=== Stated task ===
Return nothing but the lines from the line with "In this picture, where can the window trim" through the last line of the entries that follow, copied exactly and free of pictures.
---------- Extracted information
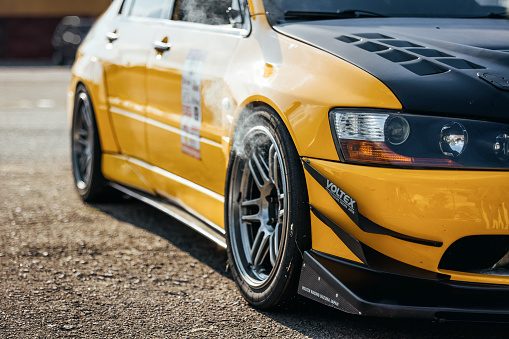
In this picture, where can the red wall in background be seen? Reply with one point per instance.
(26, 38)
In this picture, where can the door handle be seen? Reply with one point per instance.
(161, 46)
(112, 36)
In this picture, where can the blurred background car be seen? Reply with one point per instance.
(69, 34)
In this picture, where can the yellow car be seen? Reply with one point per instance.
(354, 152)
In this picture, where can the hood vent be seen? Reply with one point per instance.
(415, 58)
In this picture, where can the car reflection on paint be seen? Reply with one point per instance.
(69, 34)
(355, 153)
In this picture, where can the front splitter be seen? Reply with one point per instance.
(357, 289)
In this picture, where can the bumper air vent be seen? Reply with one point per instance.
(483, 254)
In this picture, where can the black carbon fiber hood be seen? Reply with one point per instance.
(453, 67)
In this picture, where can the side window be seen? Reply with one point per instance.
(210, 12)
(148, 8)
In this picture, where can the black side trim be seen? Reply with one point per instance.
(353, 244)
(368, 226)
(374, 259)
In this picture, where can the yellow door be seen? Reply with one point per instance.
(187, 93)
(130, 43)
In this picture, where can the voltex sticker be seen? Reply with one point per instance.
(191, 102)
(346, 202)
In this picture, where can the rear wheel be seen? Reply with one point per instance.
(86, 148)
(266, 211)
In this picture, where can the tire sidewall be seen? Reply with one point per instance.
(94, 185)
(282, 282)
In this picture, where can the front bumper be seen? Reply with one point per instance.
(354, 288)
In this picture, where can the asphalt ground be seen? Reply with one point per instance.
(123, 269)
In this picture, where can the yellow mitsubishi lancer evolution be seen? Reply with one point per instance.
(353, 152)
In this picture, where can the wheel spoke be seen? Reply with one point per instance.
(260, 247)
(258, 170)
(274, 166)
(87, 119)
(251, 218)
(82, 142)
(253, 202)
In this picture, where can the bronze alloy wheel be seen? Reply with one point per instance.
(267, 213)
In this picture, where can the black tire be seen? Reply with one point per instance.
(266, 214)
(86, 148)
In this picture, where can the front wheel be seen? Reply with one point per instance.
(86, 148)
(266, 210)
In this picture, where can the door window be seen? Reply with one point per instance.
(209, 12)
(148, 8)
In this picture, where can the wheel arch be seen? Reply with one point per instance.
(253, 103)
(89, 73)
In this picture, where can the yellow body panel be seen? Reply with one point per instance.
(118, 168)
(140, 132)
(424, 204)
(301, 83)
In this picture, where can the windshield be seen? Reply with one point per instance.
(281, 11)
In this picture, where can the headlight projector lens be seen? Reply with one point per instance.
(453, 139)
(397, 130)
(501, 147)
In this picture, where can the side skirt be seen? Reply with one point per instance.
(191, 220)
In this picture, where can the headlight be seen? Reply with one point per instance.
(397, 139)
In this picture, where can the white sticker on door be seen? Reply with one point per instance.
(191, 102)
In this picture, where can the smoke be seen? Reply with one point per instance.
(205, 12)
(213, 95)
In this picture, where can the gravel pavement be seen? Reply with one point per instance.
(123, 269)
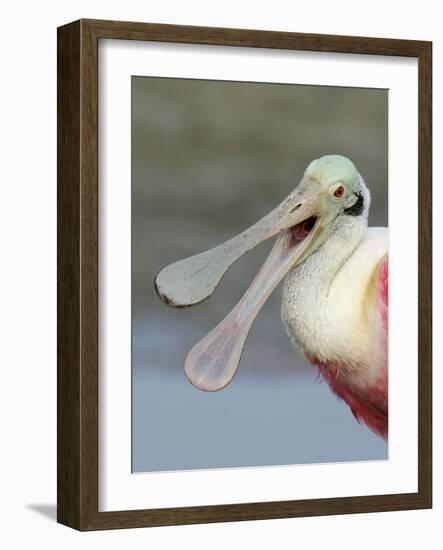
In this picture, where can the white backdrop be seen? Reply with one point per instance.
(28, 276)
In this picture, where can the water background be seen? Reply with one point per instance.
(209, 159)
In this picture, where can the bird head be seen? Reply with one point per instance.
(330, 191)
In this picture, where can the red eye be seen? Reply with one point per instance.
(339, 192)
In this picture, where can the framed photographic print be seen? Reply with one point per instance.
(198, 383)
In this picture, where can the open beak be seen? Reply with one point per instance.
(213, 362)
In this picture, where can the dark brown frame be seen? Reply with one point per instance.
(77, 457)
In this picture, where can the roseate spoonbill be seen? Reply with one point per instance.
(335, 294)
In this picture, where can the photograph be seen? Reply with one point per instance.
(259, 270)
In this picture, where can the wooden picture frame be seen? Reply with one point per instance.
(78, 274)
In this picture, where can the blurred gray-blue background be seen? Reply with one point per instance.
(209, 159)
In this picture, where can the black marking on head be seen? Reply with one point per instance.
(357, 208)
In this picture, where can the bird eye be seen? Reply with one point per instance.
(339, 192)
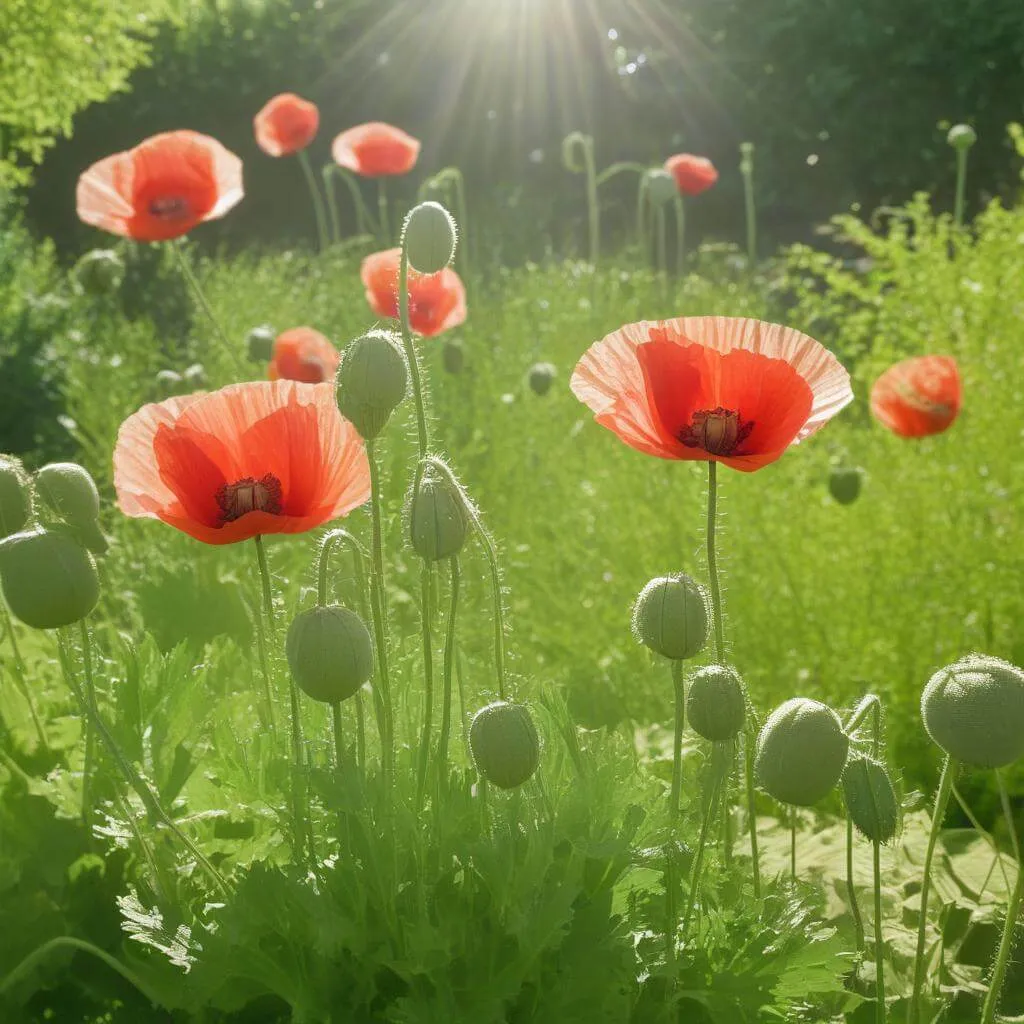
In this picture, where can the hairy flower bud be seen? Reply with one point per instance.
(671, 616)
(505, 744)
(330, 652)
(371, 381)
(974, 710)
(429, 237)
(801, 752)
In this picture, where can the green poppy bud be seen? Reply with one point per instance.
(15, 496)
(429, 237)
(437, 518)
(371, 381)
(541, 377)
(870, 798)
(716, 704)
(99, 271)
(260, 341)
(330, 652)
(801, 753)
(974, 710)
(671, 616)
(844, 483)
(49, 580)
(505, 744)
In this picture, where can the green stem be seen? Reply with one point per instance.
(941, 801)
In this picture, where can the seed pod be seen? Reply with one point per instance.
(974, 710)
(429, 237)
(15, 496)
(844, 483)
(505, 744)
(49, 580)
(371, 381)
(870, 798)
(716, 704)
(260, 341)
(671, 616)
(330, 652)
(801, 752)
(541, 377)
(437, 519)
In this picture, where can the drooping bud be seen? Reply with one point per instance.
(505, 744)
(870, 798)
(437, 517)
(716, 702)
(371, 381)
(48, 579)
(99, 271)
(671, 616)
(15, 496)
(801, 752)
(330, 652)
(844, 483)
(429, 237)
(974, 710)
(541, 377)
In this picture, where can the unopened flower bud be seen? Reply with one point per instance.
(974, 710)
(329, 652)
(870, 799)
(505, 744)
(371, 381)
(15, 496)
(716, 704)
(671, 616)
(48, 579)
(429, 237)
(801, 752)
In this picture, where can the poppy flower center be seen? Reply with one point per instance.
(718, 431)
(249, 495)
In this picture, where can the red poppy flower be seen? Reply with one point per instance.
(268, 457)
(303, 354)
(436, 301)
(918, 396)
(162, 188)
(286, 125)
(712, 388)
(376, 150)
(692, 174)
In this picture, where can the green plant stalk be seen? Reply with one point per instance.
(322, 236)
(1013, 912)
(941, 801)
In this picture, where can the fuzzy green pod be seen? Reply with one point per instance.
(716, 702)
(671, 616)
(801, 752)
(371, 381)
(870, 798)
(974, 710)
(505, 744)
(329, 652)
(437, 518)
(429, 236)
(15, 496)
(48, 579)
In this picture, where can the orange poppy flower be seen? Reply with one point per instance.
(376, 150)
(712, 388)
(303, 354)
(436, 301)
(918, 396)
(162, 188)
(268, 457)
(287, 124)
(693, 174)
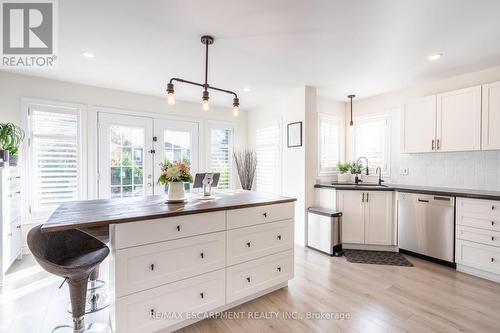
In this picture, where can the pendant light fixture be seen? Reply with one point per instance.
(351, 97)
(205, 40)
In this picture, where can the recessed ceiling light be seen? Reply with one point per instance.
(435, 56)
(88, 54)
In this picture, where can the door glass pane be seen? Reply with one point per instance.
(177, 148)
(126, 161)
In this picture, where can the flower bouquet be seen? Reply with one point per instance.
(175, 175)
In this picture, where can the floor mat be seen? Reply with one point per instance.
(376, 258)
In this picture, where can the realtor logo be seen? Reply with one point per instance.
(28, 33)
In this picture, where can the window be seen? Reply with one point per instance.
(329, 144)
(268, 159)
(371, 140)
(53, 158)
(221, 154)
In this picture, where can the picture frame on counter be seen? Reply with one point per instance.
(294, 134)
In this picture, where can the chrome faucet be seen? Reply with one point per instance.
(362, 157)
(378, 172)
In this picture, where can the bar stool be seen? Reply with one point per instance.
(73, 255)
(96, 299)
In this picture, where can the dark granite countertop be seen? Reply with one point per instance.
(102, 213)
(455, 192)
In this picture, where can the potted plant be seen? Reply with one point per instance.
(356, 170)
(343, 176)
(11, 137)
(175, 175)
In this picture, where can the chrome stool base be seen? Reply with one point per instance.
(91, 328)
(95, 302)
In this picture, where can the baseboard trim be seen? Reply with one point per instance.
(479, 273)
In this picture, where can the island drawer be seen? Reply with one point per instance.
(482, 236)
(245, 217)
(480, 256)
(158, 230)
(478, 207)
(144, 267)
(159, 308)
(251, 277)
(254, 242)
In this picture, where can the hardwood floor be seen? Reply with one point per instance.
(423, 298)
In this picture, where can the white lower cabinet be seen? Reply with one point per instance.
(257, 275)
(167, 305)
(367, 217)
(477, 244)
(171, 272)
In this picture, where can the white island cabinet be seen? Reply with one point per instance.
(170, 272)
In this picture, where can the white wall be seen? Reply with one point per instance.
(475, 170)
(286, 109)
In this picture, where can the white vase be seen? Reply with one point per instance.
(176, 191)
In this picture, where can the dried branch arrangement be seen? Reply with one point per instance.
(246, 164)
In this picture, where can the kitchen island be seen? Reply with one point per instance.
(174, 264)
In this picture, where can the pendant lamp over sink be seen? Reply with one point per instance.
(351, 97)
(205, 40)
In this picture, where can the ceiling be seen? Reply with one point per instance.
(364, 47)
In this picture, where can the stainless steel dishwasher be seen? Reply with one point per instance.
(426, 226)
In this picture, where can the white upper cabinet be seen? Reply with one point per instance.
(418, 130)
(491, 116)
(459, 120)
(446, 122)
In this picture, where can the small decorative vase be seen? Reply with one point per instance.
(176, 191)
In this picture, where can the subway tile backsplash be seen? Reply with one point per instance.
(474, 170)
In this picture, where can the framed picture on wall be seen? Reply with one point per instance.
(294, 134)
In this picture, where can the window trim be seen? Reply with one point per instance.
(212, 124)
(387, 142)
(279, 124)
(338, 120)
(26, 158)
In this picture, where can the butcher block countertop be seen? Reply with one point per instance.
(100, 213)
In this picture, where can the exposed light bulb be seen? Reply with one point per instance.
(205, 105)
(171, 98)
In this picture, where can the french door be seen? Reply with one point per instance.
(125, 158)
(131, 149)
(176, 141)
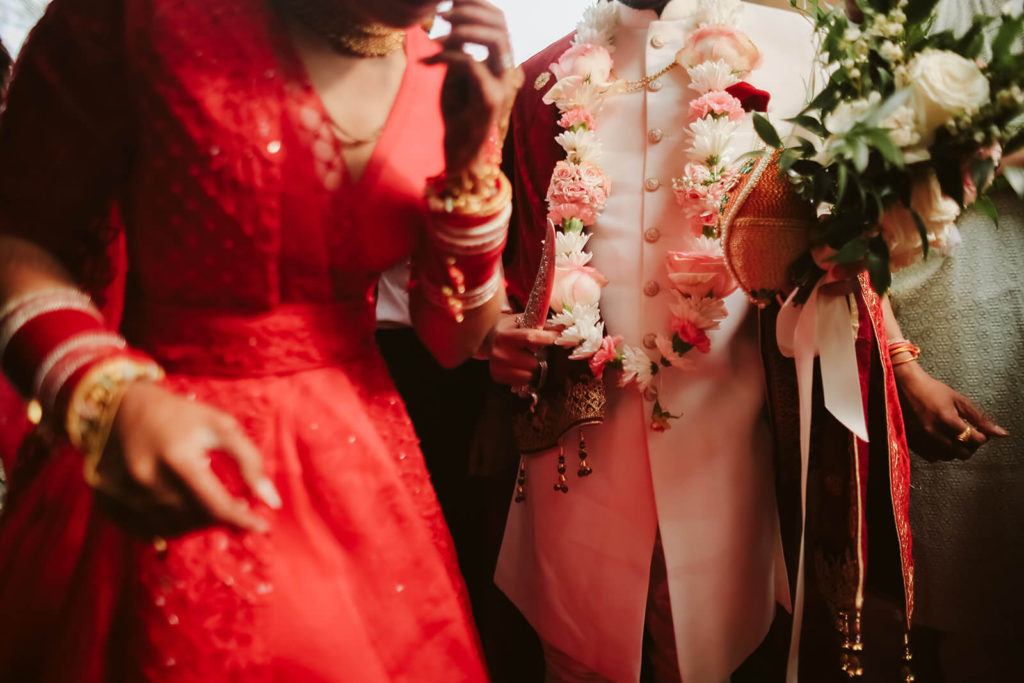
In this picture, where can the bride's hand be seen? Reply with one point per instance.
(476, 96)
(158, 461)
--------------------
=== Written response ===
In this picture, where can the window trim be seen? Reply with one point per instance.
(212, 124)
(387, 142)
(279, 124)
(338, 120)
(26, 158)
In this picture, where can the butcher block countertop be seen? Reply with one point per instance.
(100, 213)
In this picture, where can the exposed light bulb be seen? Reply with one point per instance.
(205, 105)
(171, 98)
In this picture, where can the french door be seen? Reply with one point per instance.
(125, 158)
(131, 149)
(176, 141)
In this picture, where can the bride's hand be seen? Reply with one point per instance.
(476, 96)
(158, 461)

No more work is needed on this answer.